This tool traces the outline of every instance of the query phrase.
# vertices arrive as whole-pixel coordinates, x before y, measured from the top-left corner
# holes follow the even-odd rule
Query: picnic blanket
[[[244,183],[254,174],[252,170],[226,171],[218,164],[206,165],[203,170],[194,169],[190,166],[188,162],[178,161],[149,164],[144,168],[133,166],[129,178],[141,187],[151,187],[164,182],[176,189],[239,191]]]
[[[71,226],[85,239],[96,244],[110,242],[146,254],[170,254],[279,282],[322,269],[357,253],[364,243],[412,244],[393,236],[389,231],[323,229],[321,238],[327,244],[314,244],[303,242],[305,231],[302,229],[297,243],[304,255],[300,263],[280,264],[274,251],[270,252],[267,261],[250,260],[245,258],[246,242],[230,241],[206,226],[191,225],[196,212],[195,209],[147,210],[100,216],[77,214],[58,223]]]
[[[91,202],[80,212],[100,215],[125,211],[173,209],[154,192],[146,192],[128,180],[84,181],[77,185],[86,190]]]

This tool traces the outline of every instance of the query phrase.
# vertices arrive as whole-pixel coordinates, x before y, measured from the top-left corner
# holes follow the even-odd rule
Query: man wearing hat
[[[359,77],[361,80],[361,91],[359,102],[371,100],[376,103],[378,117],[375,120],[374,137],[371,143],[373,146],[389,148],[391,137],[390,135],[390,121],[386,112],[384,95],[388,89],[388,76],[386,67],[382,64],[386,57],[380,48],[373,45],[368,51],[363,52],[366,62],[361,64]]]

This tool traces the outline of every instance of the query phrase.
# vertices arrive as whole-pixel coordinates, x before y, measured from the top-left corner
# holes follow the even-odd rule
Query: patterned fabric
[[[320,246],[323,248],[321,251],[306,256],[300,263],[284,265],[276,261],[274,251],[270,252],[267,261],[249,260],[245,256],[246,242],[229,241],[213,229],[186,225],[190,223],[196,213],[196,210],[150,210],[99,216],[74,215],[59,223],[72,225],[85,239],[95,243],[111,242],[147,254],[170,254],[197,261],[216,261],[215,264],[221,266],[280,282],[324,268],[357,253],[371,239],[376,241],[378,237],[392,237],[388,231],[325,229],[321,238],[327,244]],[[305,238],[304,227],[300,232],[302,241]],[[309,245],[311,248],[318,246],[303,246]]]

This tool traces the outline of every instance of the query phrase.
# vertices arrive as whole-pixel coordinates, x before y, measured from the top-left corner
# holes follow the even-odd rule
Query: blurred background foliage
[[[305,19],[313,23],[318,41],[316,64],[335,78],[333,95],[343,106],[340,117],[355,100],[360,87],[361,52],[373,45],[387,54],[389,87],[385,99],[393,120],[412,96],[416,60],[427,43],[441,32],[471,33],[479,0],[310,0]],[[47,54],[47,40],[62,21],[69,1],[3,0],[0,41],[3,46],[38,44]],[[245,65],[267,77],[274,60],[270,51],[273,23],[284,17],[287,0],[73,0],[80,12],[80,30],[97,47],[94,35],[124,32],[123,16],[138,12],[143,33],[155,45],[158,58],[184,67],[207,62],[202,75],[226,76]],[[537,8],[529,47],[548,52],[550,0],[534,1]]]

------------------------

[Instruções e requisitos] Imprima novamente todas as linhas dos registros acima, sem nenhuma alteração.

[Exercício resolvido]
This tool traces the outline of every instance of the query phrase.
# vertices arrive as whole-pixel coordinates, x before y, measured from the top-left corner
# holes follow the even-odd rule
Query: picnic blanket
[[[244,183],[254,174],[252,170],[226,171],[218,164],[206,165],[203,170],[194,169],[190,166],[188,162],[178,161],[149,164],[144,168],[133,166],[129,178],[141,187],[151,187],[164,182],[176,189],[239,191]]]
[[[71,226],[85,239],[96,244],[110,242],[146,254],[170,254],[279,282],[322,269],[357,253],[364,243],[412,244],[393,236],[389,231],[323,229],[321,238],[327,244],[314,244],[303,242],[305,231],[302,229],[297,243],[304,255],[300,263],[280,264],[274,251],[270,252],[267,261],[250,260],[245,258],[246,242],[230,241],[206,226],[191,225],[196,212],[195,209],[147,210],[100,216],[77,214],[58,223]]]
[[[91,202],[80,212],[100,215],[125,211],[173,209],[154,192],[146,192],[128,180],[84,181],[77,185],[86,190]]]

This tool traces the outline of every instance of the query phrase.
# vertices arrive as whole-pixel coordinates, x before y, measured from the top-left corner
# holes follow the even-odd rule
Query: man wearing hat
[[[359,77],[361,80],[361,91],[359,102],[371,100],[376,103],[378,117],[375,120],[374,137],[371,143],[373,146],[389,148],[391,137],[390,135],[390,121],[386,112],[384,95],[388,89],[388,76],[386,67],[382,64],[386,57],[380,48],[373,45],[368,51],[363,52],[366,62],[361,64]]]

This tool traces the outline of every instance of the query phrase.
# vertices arrive as whole-pixel coordinates, x before y, measured from the top-left corner
# holes follow the even-odd rule
Query: patterned fabric
[[[320,246],[323,248],[321,251],[306,256],[300,263],[284,265],[276,261],[274,251],[270,252],[267,261],[249,260],[245,256],[246,242],[229,241],[213,229],[186,225],[190,223],[196,213],[196,210],[150,210],[99,216],[74,215],[59,223],[72,225],[85,239],[95,243],[111,242],[147,254],[170,254],[197,261],[216,261],[215,264],[221,266],[280,282],[324,268],[357,253],[371,239],[376,241],[378,237],[392,237],[388,231],[325,229],[321,238],[327,244]],[[305,238],[304,227],[300,232],[302,241]],[[309,245],[311,248],[318,246],[303,246]]]

This tool traces the outline of every instance of the query phrase.
# vertices arrive as whole-pixel coordinates, x before y, measured from the top-left corner
# holes follow the even-odd rule
Query: blurred background foliage
[[[305,19],[313,23],[318,41],[316,64],[335,78],[333,95],[343,106],[340,117],[355,100],[360,87],[361,52],[373,45],[387,54],[389,87],[385,99],[393,120],[412,96],[416,60],[427,43],[441,32],[471,33],[479,0],[310,0]],[[47,54],[47,40],[62,21],[69,1],[3,0],[0,41],[3,46],[38,44]],[[245,65],[267,77],[274,60],[270,51],[273,23],[284,17],[287,0],[73,0],[80,12],[80,30],[97,47],[94,35],[124,32],[123,16],[138,12],[143,33],[155,45],[158,58],[184,67],[207,62],[202,75],[226,76]],[[537,8],[529,47],[548,52],[550,0],[534,1]]]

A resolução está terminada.